'''
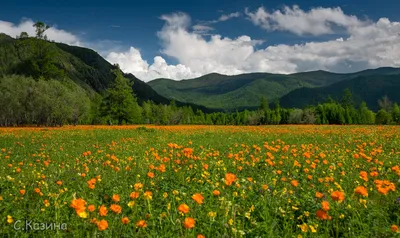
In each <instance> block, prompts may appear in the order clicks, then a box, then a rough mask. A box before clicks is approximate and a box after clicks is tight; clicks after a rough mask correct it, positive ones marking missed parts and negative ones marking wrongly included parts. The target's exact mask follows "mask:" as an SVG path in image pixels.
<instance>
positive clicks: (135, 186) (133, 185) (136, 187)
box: [133, 183, 143, 191]
mask: <svg viewBox="0 0 400 238" xmlns="http://www.w3.org/2000/svg"><path fill="white" fill-rule="evenodd" d="M133 187H134V188H135V190H136V191H138V190H140V189H142V188H143V184H141V183H135V185H133Z"/></svg>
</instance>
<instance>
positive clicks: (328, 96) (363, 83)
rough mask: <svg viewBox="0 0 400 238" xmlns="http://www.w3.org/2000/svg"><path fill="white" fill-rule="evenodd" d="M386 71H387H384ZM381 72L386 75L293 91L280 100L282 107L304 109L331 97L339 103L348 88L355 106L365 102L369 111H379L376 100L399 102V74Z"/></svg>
mask: <svg viewBox="0 0 400 238" xmlns="http://www.w3.org/2000/svg"><path fill="white" fill-rule="evenodd" d="M386 70H387V71H386ZM386 70H383V69H380V71H385V72H386V73H389V72H390V73H389V74H388V75H373V74H368V72H371V71H370V70H369V71H366V72H367V73H366V74H365V75H362V76H357V77H356V78H352V79H348V80H344V81H341V82H338V83H335V84H332V85H329V86H326V87H320V88H301V89H296V90H293V91H292V92H290V93H288V94H287V95H285V96H283V97H282V98H281V100H280V103H281V106H282V107H296V108H304V107H306V106H308V105H316V104H318V103H322V102H324V101H326V100H327V99H328V97H331V98H332V99H334V100H337V101H339V100H340V99H341V98H342V96H343V91H344V90H345V89H346V88H348V89H350V91H351V92H352V94H353V100H354V103H355V105H356V106H357V105H359V104H360V103H361V102H362V101H364V102H366V103H367V105H368V106H369V107H370V109H372V110H375V111H377V110H378V109H379V105H378V100H379V99H381V98H382V97H383V96H388V97H389V99H390V100H392V101H394V102H400V93H399V92H400V74H392V73H393V72H395V71H393V70H391V69H390V70H388V69H386Z"/></svg>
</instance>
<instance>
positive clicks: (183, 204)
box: [178, 204, 189, 214]
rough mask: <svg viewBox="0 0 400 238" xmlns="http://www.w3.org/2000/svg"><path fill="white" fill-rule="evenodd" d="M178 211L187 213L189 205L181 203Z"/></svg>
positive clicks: (187, 211) (184, 212) (183, 212)
mask: <svg viewBox="0 0 400 238" xmlns="http://www.w3.org/2000/svg"><path fill="white" fill-rule="evenodd" d="M178 211H180V212H182V213H184V214H187V213H188V212H189V206H188V205H186V204H181V205H179V207H178Z"/></svg>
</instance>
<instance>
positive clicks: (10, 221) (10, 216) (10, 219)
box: [7, 215, 14, 224]
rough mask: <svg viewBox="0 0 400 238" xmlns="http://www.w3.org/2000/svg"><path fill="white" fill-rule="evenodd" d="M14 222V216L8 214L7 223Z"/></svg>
mask: <svg viewBox="0 0 400 238" xmlns="http://www.w3.org/2000/svg"><path fill="white" fill-rule="evenodd" d="M13 222H14V219H13V218H12V216H10V215H7V223H8V224H11V223H13Z"/></svg>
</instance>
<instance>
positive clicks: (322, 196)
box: [315, 192, 324, 198]
mask: <svg viewBox="0 0 400 238" xmlns="http://www.w3.org/2000/svg"><path fill="white" fill-rule="evenodd" d="M315 197H316V198H323V197H324V194H323V193H320V192H316V193H315Z"/></svg>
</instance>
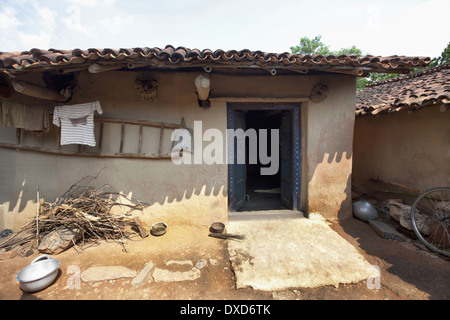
'''
Each entry is to be output exactly, and no picture is to appear.

In each <instance> block, prompts may appear in the order clicks, then a box, then a rough mask. A box before clicks is approximate and a box after clicks is tight; clicks after a rough mask correct it, positive ones marking missed parts and negative ones marking wrongly included parts. The target's exact mask follows "mask:" as an SVG path in image pixels.
<instance>
positive clicks: (135, 186) (133, 185) (136, 187)
box: [133, 183, 143, 191]
mask: <svg viewBox="0 0 400 238" xmlns="http://www.w3.org/2000/svg"><path fill="white" fill-rule="evenodd" d="M133 187H134V188H135V190H136V191H138V190H140V189H142V188H143V184H141V183H135V185H133Z"/></svg>
</instance>
<instance>
positive clicks: (328, 96) (363, 83)
rough mask: <svg viewBox="0 0 400 238" xmlns="http://www.w3.org/2000/svg"><path fill="white" fill-rule="evenodd" d="M386 71H387H384ZM381 72L386 75L293 91L280 100L282 107L304 109L331 97L339 103L348 88L355 106L365 102L369 111H379L376 100L399 102V74Z"/></svg>
mask: <svg viewBox="0 0 400 238" xmlns="http://www.w3.org/2000/svg"><path fill="white" fill-rule="evenodd" d="M386 70H387V71H386ZM386 70H383V69H380V71H385V72H386V73H389V72H390V73H389V74H388V75H373V74H368V72H371V71H370V70H369V71H366V72H367V73H366V74H365V75H362V76H357V77H356V78H352V79H348V80H344V81H341V82H338V83H335V84H332V85H329V86H326V87H320V88H301V89H296V90H293V91H292V92H290V93H288V94H287V95H285V96H283V97H282V98H281V100H280V103H281V106H282V107H296V108H304V107H306V106H308V105H316V104H318V103H322V102H324V101H326V100H327V99H328V97H331V98H332V99H334V100H337V101H339V100H340V99H341V98H342V96H343V91H344V90H345V89H346V88H348V89H350V91H351V92H352V94H353V100H354V103H355V105H356V106H357V105H359V104H360V103H361V102H362V101H364V102H366V103H367V105H368V106H369V107H370V109H372V110H375V111H377V110H378V109H379V105H378V100H379V99H381V98H382V97H383V96H388V97H389V99H390V100H392V101H394V102H400V93H399V92H400V74H392V73H393V72H395V71H393V70H391V69H390V70H388V69H386Z"/></svg>
</instance>
<instance>
positive clicks: (183, 204)
box: [178, 204, 189, 214]
rough mask: <svg viewBox="0 0 400 238" xmlns="http://www.w3.org/2000/svg"><path fill="white" fill-rule="evenodd" d="M178 211L187 213L189 205L181 203Z"/></svg>
positive clicks: (187, 211) (184, 212) (183, 212)
mask: <svg viewBox="0 0 400 238" xmlns="http://www.w3.org/2000/svg"><path fill="white" fill-rule="evenodd" d="M178 211H180V212H182V213H184V214H187V213H188V212H189V206H188V205H186V204H181V205H179V207H178Z"/></svg>
</instance>
<instance>
positive clicks: (10, 221) (10, 216) (10, 219)
box: [7, 215, 14, 224]
rough mask: <svg viewBox="0 0 400 238" xmlns="http://www.w3.org/2000/svg"><path fill="white" fill-rule="evenodd" d="M14 222V216L8 214L7 223Z"/></svg>
mask: <svg viewBox="0 0 400 238" xmlns="http://www.w3.org/2000/svg"><path fill="white" fill-rule="evenodd" d="M13 222H14V219H13V218H12V216H10V215H7V223H8V224H11V223H13Z"/></svg>
</instance>
<instance>
positive clicks: (322, 196)
box: [315, 192, 324, 198]
mask: <svg viewBox="0 0 400 238" xmlns="http://www.w3.org/2000/svg"><path fill="white" fill-rule="evenodd" d="M315 197H316V198H323V197H324V194H323V193H320V192H316V193H315Z"/></svg>
</instance>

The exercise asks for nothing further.